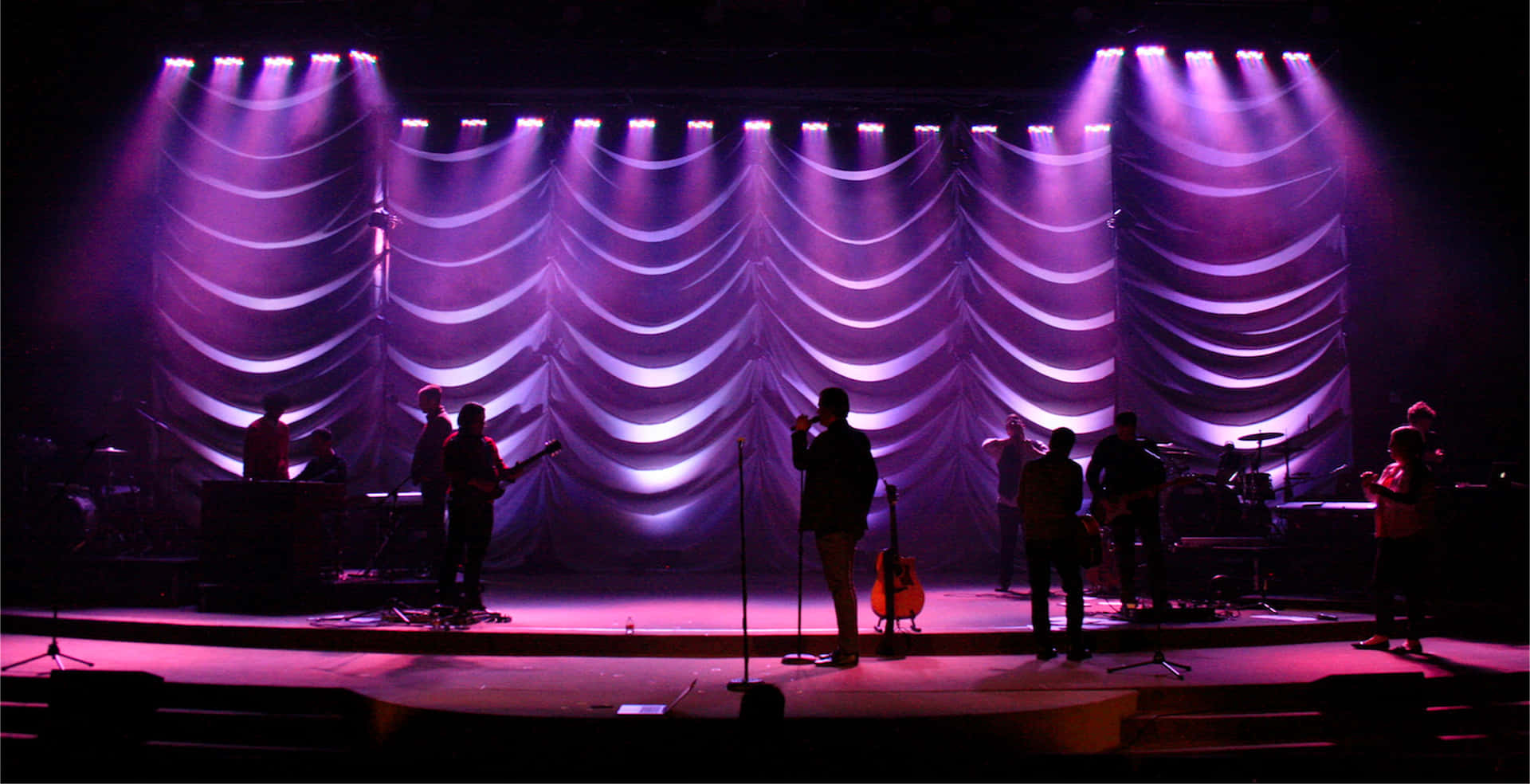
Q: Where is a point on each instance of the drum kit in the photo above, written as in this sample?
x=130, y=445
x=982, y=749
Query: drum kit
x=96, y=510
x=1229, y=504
· · · ·
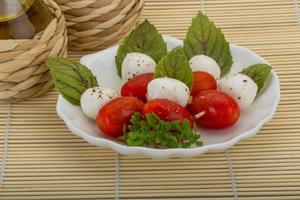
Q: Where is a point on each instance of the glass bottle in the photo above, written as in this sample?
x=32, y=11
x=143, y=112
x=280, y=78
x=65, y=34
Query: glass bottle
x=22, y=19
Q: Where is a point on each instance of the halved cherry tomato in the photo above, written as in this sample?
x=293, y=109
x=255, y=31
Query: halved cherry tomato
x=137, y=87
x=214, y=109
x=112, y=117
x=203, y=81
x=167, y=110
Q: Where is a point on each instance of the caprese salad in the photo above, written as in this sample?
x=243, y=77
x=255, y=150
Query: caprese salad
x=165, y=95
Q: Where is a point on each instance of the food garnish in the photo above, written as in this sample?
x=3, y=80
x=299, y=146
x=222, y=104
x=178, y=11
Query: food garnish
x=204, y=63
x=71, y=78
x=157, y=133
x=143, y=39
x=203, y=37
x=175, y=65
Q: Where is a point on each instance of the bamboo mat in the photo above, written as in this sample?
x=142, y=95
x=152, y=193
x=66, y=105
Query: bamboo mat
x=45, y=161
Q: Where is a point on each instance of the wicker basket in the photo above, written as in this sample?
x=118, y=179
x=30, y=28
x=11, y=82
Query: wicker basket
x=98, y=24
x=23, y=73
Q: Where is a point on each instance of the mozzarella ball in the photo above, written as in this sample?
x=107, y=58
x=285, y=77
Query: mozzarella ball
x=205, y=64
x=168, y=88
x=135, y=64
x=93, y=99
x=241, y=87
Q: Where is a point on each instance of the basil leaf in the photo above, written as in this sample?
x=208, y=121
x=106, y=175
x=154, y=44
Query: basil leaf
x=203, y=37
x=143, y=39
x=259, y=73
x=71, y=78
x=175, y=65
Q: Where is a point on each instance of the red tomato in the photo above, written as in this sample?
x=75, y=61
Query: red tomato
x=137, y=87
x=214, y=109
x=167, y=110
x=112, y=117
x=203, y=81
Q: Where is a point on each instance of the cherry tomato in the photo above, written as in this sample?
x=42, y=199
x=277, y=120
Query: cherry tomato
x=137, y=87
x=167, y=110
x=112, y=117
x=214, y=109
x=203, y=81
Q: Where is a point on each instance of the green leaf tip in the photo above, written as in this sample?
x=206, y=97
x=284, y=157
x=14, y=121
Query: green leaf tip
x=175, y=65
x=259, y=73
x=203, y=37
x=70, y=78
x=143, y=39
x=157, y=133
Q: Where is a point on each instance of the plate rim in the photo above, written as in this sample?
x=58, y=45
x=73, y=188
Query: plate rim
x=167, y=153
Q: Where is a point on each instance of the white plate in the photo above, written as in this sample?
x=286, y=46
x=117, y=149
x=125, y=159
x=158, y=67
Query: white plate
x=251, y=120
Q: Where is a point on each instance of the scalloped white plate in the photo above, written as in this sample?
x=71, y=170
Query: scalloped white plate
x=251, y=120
· · · ·
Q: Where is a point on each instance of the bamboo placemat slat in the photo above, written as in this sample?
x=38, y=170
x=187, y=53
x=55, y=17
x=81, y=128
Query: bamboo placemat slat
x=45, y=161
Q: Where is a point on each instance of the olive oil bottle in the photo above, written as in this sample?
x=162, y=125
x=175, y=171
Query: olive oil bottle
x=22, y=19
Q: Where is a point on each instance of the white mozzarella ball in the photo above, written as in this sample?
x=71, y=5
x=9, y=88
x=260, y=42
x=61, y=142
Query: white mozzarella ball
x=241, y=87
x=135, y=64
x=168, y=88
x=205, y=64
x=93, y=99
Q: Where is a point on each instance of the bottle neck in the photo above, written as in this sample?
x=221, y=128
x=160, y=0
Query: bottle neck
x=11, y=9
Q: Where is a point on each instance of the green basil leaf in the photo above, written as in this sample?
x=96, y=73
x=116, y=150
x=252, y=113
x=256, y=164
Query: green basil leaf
· · · ·
Reproduce every line of the material from the line containing "Q: Where is a point on each instance of the cherry" up to and including the line containing "x=167, y=153", shifting each answer coordinate by adding -133 to it and leaving all other numbers unchanged.

Q: Where is a point on each instance of the cherry tomato in the photo above, written as in this sample?
x=42, y=199
x=277, y=120
Query: cherry tomato
x=4, y=-46
x=34, y=-23
x=-21, y=-16
x=81, y=-24
x=70, y=-52
Q: Where is a point on each instance of the green leaf tip in the photo above, written as in this sample?
x=206, y=97
x=284, y=157
x=14, y=121
Query: green leaf tip
x=42, y=-68
x=126, y=-60
x=70, y=-96
x=-63, y=-55
x=10, y=-94
x=24, y=0
Q: Where is a point on each instance of the plate rim in the photo above, written as in this sample?
x=58, y=45
x=73, y=188
Query: plate rim
x=34, y=20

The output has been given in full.